## TASK DETAILS
Report every line in the entries below that contains the word "small". Copy each line in full, and treat uppercase and lowercase letters as different.

## MATERIAL SUPPLIED
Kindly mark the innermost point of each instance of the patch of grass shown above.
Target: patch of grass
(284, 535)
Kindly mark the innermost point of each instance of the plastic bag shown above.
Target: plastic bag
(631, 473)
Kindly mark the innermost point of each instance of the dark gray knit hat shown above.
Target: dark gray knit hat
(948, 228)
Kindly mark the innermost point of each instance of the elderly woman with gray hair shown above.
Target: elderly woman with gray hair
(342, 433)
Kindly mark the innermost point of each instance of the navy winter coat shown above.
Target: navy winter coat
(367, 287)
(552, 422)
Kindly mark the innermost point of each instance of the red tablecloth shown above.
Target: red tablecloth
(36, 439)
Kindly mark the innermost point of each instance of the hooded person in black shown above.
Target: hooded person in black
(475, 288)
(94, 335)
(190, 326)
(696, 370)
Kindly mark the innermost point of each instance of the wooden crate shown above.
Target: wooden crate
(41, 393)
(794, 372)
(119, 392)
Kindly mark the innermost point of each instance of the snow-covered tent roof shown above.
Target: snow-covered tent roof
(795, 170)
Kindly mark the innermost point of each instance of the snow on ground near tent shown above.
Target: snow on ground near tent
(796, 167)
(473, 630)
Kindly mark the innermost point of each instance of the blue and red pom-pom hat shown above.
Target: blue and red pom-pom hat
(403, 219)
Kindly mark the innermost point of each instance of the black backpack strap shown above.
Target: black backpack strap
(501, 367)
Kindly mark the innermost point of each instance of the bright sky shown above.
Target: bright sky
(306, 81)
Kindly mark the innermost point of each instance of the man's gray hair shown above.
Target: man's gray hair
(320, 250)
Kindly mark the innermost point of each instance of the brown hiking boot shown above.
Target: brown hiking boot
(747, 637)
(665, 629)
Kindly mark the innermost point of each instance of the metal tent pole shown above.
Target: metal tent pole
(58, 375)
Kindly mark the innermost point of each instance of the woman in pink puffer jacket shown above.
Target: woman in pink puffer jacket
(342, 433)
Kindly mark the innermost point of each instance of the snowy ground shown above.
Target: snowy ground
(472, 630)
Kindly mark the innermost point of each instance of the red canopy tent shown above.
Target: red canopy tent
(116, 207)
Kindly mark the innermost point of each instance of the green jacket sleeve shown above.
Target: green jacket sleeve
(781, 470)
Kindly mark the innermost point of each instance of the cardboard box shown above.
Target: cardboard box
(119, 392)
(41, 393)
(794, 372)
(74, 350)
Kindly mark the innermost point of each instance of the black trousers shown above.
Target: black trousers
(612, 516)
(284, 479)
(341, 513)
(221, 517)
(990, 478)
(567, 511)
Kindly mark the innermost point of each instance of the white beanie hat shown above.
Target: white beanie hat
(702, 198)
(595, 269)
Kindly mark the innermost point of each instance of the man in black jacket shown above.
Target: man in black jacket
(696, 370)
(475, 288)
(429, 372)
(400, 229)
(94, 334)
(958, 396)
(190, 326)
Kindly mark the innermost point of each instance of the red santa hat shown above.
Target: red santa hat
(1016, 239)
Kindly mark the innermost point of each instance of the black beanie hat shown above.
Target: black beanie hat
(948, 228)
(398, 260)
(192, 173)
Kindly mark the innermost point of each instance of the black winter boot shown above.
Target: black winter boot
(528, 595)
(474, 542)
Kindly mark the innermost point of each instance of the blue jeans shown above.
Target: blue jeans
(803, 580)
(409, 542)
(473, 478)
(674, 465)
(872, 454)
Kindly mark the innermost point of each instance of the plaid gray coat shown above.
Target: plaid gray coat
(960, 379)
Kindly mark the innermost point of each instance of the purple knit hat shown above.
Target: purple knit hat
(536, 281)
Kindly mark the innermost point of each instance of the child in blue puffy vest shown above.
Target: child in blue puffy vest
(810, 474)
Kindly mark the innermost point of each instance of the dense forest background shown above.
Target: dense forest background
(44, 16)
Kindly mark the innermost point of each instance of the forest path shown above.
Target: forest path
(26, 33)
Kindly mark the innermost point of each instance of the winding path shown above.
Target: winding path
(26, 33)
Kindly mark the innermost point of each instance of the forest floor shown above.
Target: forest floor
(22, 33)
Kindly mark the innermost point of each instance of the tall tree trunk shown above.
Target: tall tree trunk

==

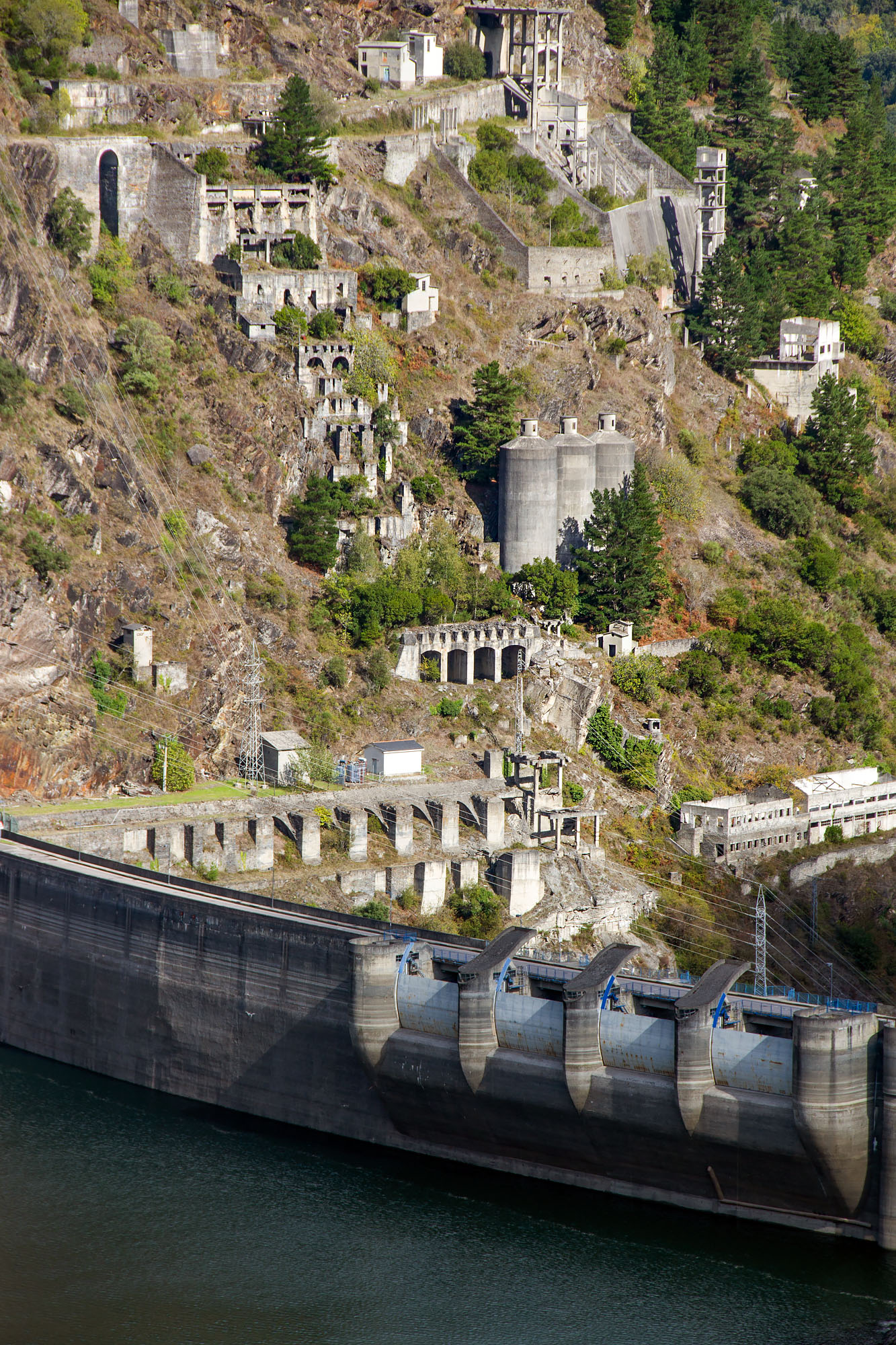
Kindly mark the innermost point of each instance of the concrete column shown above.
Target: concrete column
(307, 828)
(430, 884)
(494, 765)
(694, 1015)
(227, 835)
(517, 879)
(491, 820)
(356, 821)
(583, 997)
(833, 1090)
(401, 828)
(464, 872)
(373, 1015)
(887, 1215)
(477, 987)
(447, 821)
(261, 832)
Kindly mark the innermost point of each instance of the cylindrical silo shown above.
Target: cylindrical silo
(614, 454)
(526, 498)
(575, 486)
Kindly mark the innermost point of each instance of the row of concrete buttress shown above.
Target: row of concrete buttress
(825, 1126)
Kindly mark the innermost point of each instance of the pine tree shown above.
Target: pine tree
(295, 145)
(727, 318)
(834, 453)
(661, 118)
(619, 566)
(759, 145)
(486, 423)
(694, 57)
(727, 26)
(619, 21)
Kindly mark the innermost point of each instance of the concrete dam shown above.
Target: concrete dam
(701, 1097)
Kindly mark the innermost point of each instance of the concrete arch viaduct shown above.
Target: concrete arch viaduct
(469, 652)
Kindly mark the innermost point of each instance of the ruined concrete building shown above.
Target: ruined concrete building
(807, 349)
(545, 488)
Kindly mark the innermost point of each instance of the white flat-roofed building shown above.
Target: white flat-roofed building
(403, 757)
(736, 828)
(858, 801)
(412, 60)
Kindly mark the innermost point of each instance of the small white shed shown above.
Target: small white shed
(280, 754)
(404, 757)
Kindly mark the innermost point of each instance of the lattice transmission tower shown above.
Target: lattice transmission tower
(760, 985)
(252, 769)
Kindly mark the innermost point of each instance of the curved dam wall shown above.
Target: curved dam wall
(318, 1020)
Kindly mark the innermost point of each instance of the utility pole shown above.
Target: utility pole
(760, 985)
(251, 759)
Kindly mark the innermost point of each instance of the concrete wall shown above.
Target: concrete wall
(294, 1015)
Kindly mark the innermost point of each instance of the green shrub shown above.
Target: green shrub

---

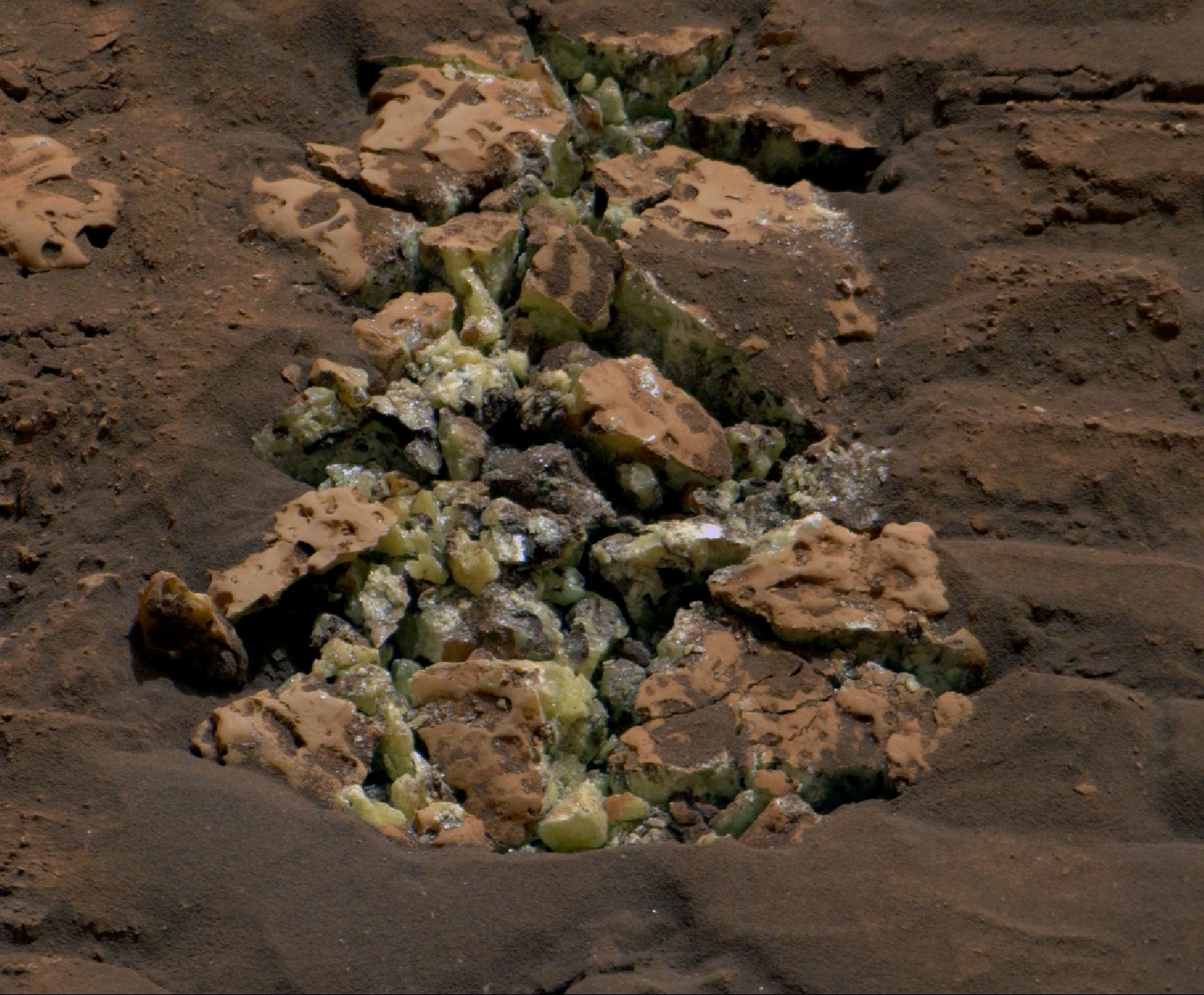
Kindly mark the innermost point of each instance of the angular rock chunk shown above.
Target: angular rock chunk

## SOLVED EXERCISE
Kindly mark the innermost point of each instance of the small white shed shown above.
Target: small white shed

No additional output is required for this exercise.